[AIM OF THE EXERCISE]:
Convert every line of the rows below into a JSON list of strings, one string per line, skipping blank lines and leaving out the pictures.

[SUPPLIED MATERIAL]:
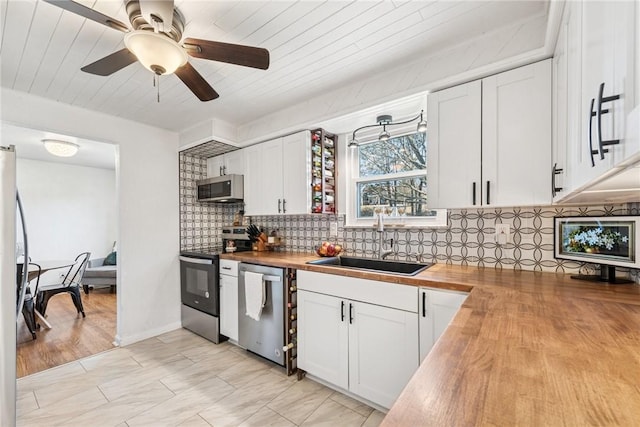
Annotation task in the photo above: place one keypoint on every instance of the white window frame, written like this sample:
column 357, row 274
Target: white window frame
column 351, row 172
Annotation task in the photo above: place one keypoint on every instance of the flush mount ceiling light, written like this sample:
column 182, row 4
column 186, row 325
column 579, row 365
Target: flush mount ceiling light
column 387, row 120
column 60, row 148
column 156, row 52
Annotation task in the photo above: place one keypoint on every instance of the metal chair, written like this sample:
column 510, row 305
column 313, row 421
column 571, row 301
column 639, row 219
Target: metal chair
column 28, row 311
column 71, row 284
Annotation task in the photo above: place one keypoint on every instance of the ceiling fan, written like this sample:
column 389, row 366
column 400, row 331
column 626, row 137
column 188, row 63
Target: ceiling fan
column 155, row 40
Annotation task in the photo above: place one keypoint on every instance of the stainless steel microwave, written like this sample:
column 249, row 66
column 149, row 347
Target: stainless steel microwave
column 221, row 189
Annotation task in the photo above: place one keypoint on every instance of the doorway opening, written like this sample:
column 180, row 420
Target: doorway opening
column 70, row 206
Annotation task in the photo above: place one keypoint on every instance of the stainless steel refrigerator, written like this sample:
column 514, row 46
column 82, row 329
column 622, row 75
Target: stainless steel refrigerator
column 11, row 299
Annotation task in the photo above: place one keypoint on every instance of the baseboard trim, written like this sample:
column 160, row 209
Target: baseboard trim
column 130, row 339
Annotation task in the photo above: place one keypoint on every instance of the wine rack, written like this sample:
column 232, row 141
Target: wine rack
column 291, row 322
column 323, row 172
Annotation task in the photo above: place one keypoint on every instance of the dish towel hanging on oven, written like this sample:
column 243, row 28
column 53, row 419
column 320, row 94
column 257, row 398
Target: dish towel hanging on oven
column 254, row 294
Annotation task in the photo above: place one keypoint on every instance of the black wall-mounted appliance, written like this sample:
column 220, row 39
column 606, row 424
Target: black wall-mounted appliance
column 221, row 189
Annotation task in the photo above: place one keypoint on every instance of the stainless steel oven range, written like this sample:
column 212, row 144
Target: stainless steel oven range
column 200, row 293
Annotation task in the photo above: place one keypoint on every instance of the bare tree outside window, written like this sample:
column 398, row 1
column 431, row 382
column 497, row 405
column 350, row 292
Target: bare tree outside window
column 401, row 165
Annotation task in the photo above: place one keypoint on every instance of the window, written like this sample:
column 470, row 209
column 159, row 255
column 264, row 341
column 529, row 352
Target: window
column 390, row 177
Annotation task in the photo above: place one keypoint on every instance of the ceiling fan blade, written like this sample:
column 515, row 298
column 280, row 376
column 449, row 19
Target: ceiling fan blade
column 160, row 11
column 89, row 13
column 196, row 83
column 111, row 63
column 248, row 56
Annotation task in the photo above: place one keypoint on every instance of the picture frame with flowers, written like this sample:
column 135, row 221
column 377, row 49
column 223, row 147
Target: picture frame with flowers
column 608, row 240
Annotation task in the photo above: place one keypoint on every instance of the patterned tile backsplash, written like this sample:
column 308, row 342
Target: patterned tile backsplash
column 468, row 239
column 200, row 223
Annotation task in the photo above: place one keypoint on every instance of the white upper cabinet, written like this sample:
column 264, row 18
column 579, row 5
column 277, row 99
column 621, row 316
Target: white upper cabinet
column 226, row 164
column 277, row 176
column 454, row 146
column 516, row 136
column 560, row 94
column 599, row 123
column 489, row 141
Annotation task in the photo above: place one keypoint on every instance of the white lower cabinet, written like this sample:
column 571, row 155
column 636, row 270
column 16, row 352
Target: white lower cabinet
column 437, row 309
column 361, row 346
column 323, row 337
column 229, row 299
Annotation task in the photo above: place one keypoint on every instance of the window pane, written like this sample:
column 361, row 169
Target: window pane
column 401, row 154
column 408, row 195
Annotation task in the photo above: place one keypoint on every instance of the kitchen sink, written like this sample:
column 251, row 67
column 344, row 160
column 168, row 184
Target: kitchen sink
column 379, row 265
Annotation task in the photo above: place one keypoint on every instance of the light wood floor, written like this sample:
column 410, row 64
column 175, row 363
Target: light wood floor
column 71, row 337
column 181, row 379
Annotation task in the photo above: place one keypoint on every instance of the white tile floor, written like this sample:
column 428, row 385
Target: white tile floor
column 181, row 379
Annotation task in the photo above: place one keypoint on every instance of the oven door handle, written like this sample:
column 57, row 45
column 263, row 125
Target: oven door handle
column 196, row 260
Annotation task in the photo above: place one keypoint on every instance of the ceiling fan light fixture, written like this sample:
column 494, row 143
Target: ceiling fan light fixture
column 156, row 52
column 60, row 148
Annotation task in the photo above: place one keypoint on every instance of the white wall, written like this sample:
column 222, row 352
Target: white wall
column 147, row 182
column 69, row 209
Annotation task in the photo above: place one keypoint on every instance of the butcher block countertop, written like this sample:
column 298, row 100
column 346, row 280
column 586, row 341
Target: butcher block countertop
column 526, row 348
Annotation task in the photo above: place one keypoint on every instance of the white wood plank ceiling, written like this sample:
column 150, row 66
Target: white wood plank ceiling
column 315, row 46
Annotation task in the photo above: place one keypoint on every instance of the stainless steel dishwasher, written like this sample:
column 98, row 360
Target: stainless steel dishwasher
column 264, row 337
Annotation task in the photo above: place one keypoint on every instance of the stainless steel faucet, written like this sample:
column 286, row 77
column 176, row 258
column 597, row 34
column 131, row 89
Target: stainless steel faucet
column 382, row 252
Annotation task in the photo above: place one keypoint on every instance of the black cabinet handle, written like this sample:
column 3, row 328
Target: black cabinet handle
column 601, row 100
column 488, row 192
column 555, row 171
column 591, row 150
column 473, row 189
column 350, row 313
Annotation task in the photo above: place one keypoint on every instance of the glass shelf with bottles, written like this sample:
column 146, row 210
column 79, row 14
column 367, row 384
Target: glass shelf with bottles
column 323, row 171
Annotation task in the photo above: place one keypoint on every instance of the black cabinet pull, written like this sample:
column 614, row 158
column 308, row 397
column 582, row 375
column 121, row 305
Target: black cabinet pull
column 488, row 192
column 601, row 100
column 555, row 171
column 591, row 150
column 473, row 189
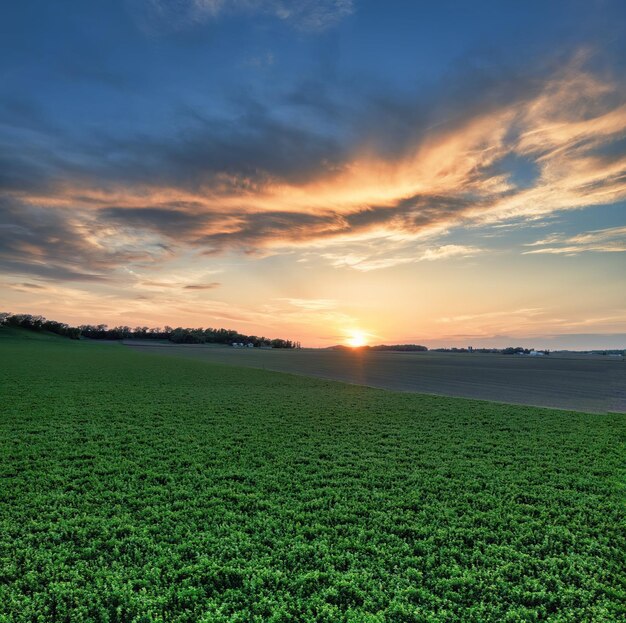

[EXERCISE OUTPUT]:
[
  "Annotation task in the photo above: place one keypoint on every instance of the white window frame, written like this sample:",
  "column 357, row 274",
  "Target: white window frame",
  "column 351, row 172",
  "Annotation task in the photo above: place one keypoint on every instance of the flush mount ceiling light, written like this sample:",
  "column 182, row 4",
  "column 186, row 325",
  "column 579, row 365",
  "Target: flush mount ceiling light",
  "column 387, row 120",
  "column 60, row 148",
  "column 156, row 52",
  "Annotation task in the photo above: place one keypoint on every instance of the metal chair, written like this sample:",
  "column 510, row 305",
  "column 313, row 421",
  "column 571, row 301",
  "column 639, row 219",
  "Target: metal chair",
  "column 28, row 311",
  "column 71, row 284",
  "Annotation task in the photo above: place one keypoint on every instance of the ceiling fan, written like this sample:",
  "column 389, row 366",
  "column 400, row 331",
  "column 626, row 137",
  "column 188, row 63",
  "Target: ceiling fan",
  "column 155, row 40",
  "Annotation task in the photo above: place one keypoint on every instance of the stainless steel microwave, written like this sample:",
  "column 249, row 66",
  "column 149, row 347",
  "Target: stainless steel microwave",
  "column 221, row 189",
  "Annotation task in the photo above: place one keypoint on every instance of the doorway opening, written like this sample:",
  "column 180, row 420",
  "Target: doorway opening",
  "column 70, row 206",
  "Annotation task in the photo above: place one keypoint on every instance of the stainless steel refrigerator, written like this sample:",
  "column 514, row 46",
  "column 82, row 329",
  "column 622, row 75",
  "Target: stainless steel refrigerator",
  "column 11, row 299",
  "Annotation task in the photo above: place one keypoint on every instance of the baseboard trim, written like this sample:",
  "column 160, row 209",
  "Target: baseboard trim",
  "column 130, row 339",
  "Annotation task in the photo above: place one keypoint on every instance of the wine rack, written like this sample:",
  "column 232, row 141",
  "Target: wine rack",
  "column 291, row 322",
  "column 323, row 172",
  "Annotation task in the photo above: place one keypoint on every instance of the dish towel hanging on oven, written like this sample:",
  "column 243, row 28",
  "column 53, row 419",
  "column 320, row 94",
  "column 257, row 398",
  "Target: dish towel hanging on oven",
  "column 254, row 294",
  "Annotation task in the photo above: place one keypoint on every instance of the black wall-mounted appliance, written like this sample:",
  "column 220, row 39",
  "column 606, row 424",
  "Target: black wall-mounted appliance",
  "column 221, row 189",
  "Annotation task in the photo above: place one keypoint on every instance of the stainless steel oven range, written like this sample:",
  "column 212, row 144",
  "Target: stainless steel oven range",
  "column 200, row 293",
  "Annotation task in the photo above: place one keypoint on every instance of the bare tree outside window, written like this sample:",
  "column 398, row 1",
  "column 431, row 382",
  "column 497, row 405",
  "column 350, row 292",
  "Target: bare tree outside window",
  "column 401, row 165",
  "Annotation task in the photo above: place one keypoint on every instance of the window, written like this sample:",
  "column 470, row 209",
  "column 159, row 255",
  "column 264, row 341",
  "column 529, row 352",
  "Target: window",
  "column 390, row 177",
  "Annotation task in the photo above: place one keypoint on every instance of the ceiling fan blade, written like this sample:",
  "column 515, row 298",
  "column 280, row 376",
  "column 449, row 19",
  "Target: ceiling fan blade",
  "column 160, row 11",
  "column 89, row 13",
  "column 196, row 83",
  "column 111, row 63",
  "column 248, row 56",
  "Annotation task in the photo above: place one keypoint on every instance of the picture frame with flowers, written like this sample:",
  "column 135, row 221",
  "column 377, row 49",
  "column 223, row 147",
  "Target: picture frame with flowers",
  "column 608, row 240",
  "Annotation task in the photo above: place one keypoint on every instance of the patterned tile backsplash, written like this sample:",
  "column 308, row 342",
  "Target: patterned tile backsplash",
  "column 468, row 239",
  "column 200, row 223",
  "Annotation task in the photo above: place one keypoint on every instance of the white upper cabinet, written like this sample:",
  "column 264, row 18",
  "column 579, row 5",
  "column 277, row 99",
  "column 621, row 316",
  "Target: white upper cabinet",
  "column 226, row 164",
  "column 277, row 176",
  "column 454, row 146",
  "column 516, row 136",
  "column 560, row 94",
  "column 599, row 123",
  "column 489, row 141",
  "Annotation task in the photo above: place one keypoint on every instance of the white lower cabinet, written like this sample:",
  "column 571, row 155",
  "column 636, row 270",
  "column 16, row 352",
  "Target: white lower cabinet",
  "column 437, row 309",
  "column 361, row 346",
  "column 323, row 337",
  "column 229, row 299",
  "Annotation task in the photo above: place one keypoint on every instance of the window pane, written like this sample:",
  "column 361, row 169",
  "Target: window pane",
  "column 401, row 154",
  "column 408, row 195",
  "Annotation task in the photo above: place one keypoint on every instance of the kitchen sink, written like this sample:",
  "column 251, row 67",
  "column 344, row 160",
  "column 168, row 184",
  "Target: kitchen sink",
  "column 379, row 265",
  "Annotation task in the photo above: place one keypoint on every instance of the light wood floor, written like this sample:",
  "column 410, row 64",
  "column 175, row 363",
  "Target: light wood floor",
  "column 71, row 337",
  "column 181, row 379",
  "Annotation task in the photo above: place one keypoint on every instance of the white tile floor, written like this sample:",
  "column 428, row 385",
  "Target: white tile floor",
  "column 181, row 379",
  "Annotation task in the photo above: place one keypoint on every instance of the oven door handle, written like this sample:",
  "column 57, row 45",
  "column 263, row 125",
  "Target: oven door handle",
  "column 196, row 260",
  "Annotation task in the photo above: place one keypoint on every instance of the ceiling fan light fixture, written like this sample:",
  "column 494, row 143",
  "Target: ceiling fan light fixture",
  "column 156, row 52",
  "column 60, row 148",
  "Annotation task in the photo above: place one keypoint on every instance of the white wall, written like this sample:",
  "column 222, row 352",
  "Target: white wall",
  "column 147, row 182",
  "column 69, row 209",
  "Annotation task in the photo above: place one keypoint on every instance of the butcher block countertop, written like this sample:",
  "column 298, row 100",
  "column 346, row 280",
  "column 586, row 341",
  "Target: butcher block countertop",
  "column 526, row 348",
  "Annotation task in the photo above: place one keypoint on every instance of the white wood plank ceiling, written like this sample:",
  "column 150, row 66",
  "Target: white wood plank ceiling",
  "column 315, row 46",
  "Annotation task in the photo above: place one keypoint on every instance of the stainless steel dishwasher, written like this sample:",
  "column 98, row 360",
  "Target: stainless steel dishwasher",
  "column 264, row 337",
  "Annotation task in the photo above: place one keypoint on every instance of the stainless steel faucet, written like this sample:",
  "column 286, row 77",
  "column 176, row 258",
  "column 597, row 34",
  "column 131, row 89",
  "Target: stainless steel faucet",
  "column 382, row 252",
  "Annotation task in the photo above: place one keypoint on every instance of the black cabinet handle, written like this sample:",
  "column 3, row 328",
  "Target: black cabinet handle",
  "column 601, row 100",
  "column 488, row 192",
  "column 555, row 171",
  "column 591, row 150",
  "column 473, row 189",
  "column 350, row 313",
  "Annotation task in the photo above: place one keypoint on every instance of the glass shelf with bottles, written like this sample:",
  "column 146, row 210",
  "column 79, row 14",
  "column 367, row 384",
  "Target: glass shelf with bottles",
  "column 323, row 171",
  "Annotation task in the photo above: place one keypoint on every instance of the black cabinet pull, written like this sample:",
  "column 614, row 158",
  "column 308, row 397",
  "column 582, row 375",
  "column 121, row 305",
  "Target: black cabinet pull",
  "column 488, row 192",
  "column 601, row 100",
  "column 555, row 171",
  "column 591, row 150",
  "column 473, row 189"
]